Reproduce the lines below, substituting "striped" for every occurrence of "green camo" and leaving all other text unchanged.

Point placement records:
** Start **

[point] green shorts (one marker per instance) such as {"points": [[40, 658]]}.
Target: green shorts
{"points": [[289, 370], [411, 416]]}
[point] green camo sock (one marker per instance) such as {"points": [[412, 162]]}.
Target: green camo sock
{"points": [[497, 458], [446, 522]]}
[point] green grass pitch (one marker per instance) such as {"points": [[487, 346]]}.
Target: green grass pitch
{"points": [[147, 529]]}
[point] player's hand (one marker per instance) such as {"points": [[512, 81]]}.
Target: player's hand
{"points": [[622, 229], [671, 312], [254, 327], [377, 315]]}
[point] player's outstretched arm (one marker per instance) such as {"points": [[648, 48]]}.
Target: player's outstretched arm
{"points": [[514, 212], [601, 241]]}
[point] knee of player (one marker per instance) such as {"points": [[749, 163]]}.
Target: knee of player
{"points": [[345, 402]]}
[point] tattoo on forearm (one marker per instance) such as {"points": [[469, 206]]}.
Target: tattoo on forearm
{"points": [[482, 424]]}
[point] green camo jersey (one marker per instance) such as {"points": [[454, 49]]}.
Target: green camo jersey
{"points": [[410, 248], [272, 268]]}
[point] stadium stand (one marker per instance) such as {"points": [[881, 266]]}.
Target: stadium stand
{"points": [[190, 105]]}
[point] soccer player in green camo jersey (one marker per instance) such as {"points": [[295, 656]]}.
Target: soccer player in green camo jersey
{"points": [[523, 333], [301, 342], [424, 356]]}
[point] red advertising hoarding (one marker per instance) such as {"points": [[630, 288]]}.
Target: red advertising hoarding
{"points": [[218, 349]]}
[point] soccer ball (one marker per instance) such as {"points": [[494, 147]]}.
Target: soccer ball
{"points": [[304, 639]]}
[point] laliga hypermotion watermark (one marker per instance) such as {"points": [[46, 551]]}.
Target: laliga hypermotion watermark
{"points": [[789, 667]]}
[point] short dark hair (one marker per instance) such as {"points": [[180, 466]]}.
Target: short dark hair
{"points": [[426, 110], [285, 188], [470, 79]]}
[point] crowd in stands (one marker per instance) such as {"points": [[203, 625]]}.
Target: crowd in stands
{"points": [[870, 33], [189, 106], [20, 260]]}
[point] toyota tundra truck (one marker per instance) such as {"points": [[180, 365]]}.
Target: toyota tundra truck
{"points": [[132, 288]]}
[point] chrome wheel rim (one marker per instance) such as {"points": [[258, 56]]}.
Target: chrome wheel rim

** End **

**SOLUTION TO THIS PROBLEM**
[point] green shorts (one marker per instance) such as {"points": [[40, 658]]}.
Target: green shorts
{"points": [[289, 370], [411, 416]]}
[point] striped sock (one marker per instance) such as {"points": [[412, 162]]}.
Target: striped sock
{"points": [[497, 458], [446, 522]]}
[point] green grass pitch (one marker per instance) such as {"points": [[487, 346]]}.
Target: green grass pitch
{"points": [[147, 529]]}
[point] player's hand (one marker per instance) such as {"points": [[512, 81]]}.
Target: player's hand
{"points": [[622, 229], [671, 312], [254, 327], [377, 315]]}
[point] player's outstretched arm (one marker per instance) such as {"points": [[648, 48]]}.
Target: player's outstretched arm
{"points": [[514, 212], [601, 241]]}
[point] knee of player (one marker per instance) such as {"points": [[749, 163]]}.
Target: knee of player
{"points": [[345, 402]]}
[point] tattoo on forearm (one marker per instance) such as {"points": [[469, 206]]}.
Target: tattoo on forearm
{"points": [[482, 424]]}
[point] striped jersey (one marker per instance) such as {"points": [[454, 49]]}.
Target: striped jersey
{"points": [[410, 248], [272, 268]]}
[point] stadium stand (one marker per instance) such as {"points": [[881, 266]]}.
Target: stadium stand
{"points": [[190, 105]]}
[point] soccer player in striped jersey (one marker per instance) such as {"points": [[295, 656]]}.
Target: soccer player in striped jersey
{"points": [[523, 333], [301, 342], [424, 356]]}
[point] red advertising hoarding (one marker per instance) such as {"points": [[630, 288]]}.
Target: red advertising hoarding
{"points": [[218, 349]]}
[point] soccer ball (one marker per instance) such as {"points": [[494, 147]]}.
Target: soccer ball
{"points": [[304, 639]]}
[point] laliga hypermotion watermark (one marker per instance) such as {"points": [[46, 551]]}.
Target: laliga hypermotion watermark
{"points": [[789, 667]]}
[point] short dark hair (one marker per instance) such as {"points": [[180, 466]]}.
Target: short dark hair
{"points": [[426, 110], [285, 188], [470, 79]]}
[point] crowd in stands (one marker per instance) such as {"points": [[203, 625]]}.
Target: crowd in stands
{"points": [[870, 33], [189, 106], [20, 260]]}
[point] toyota tundra truck (one marker per instance) such as {"points": [[180, 365]]}.
Target: toyota tundra truck
{"points": [[132, 288]]}
[point] chrome wheel rim (one marker per instance) such as {"points": [[258, 56]]}.
Target: chrome wheel rim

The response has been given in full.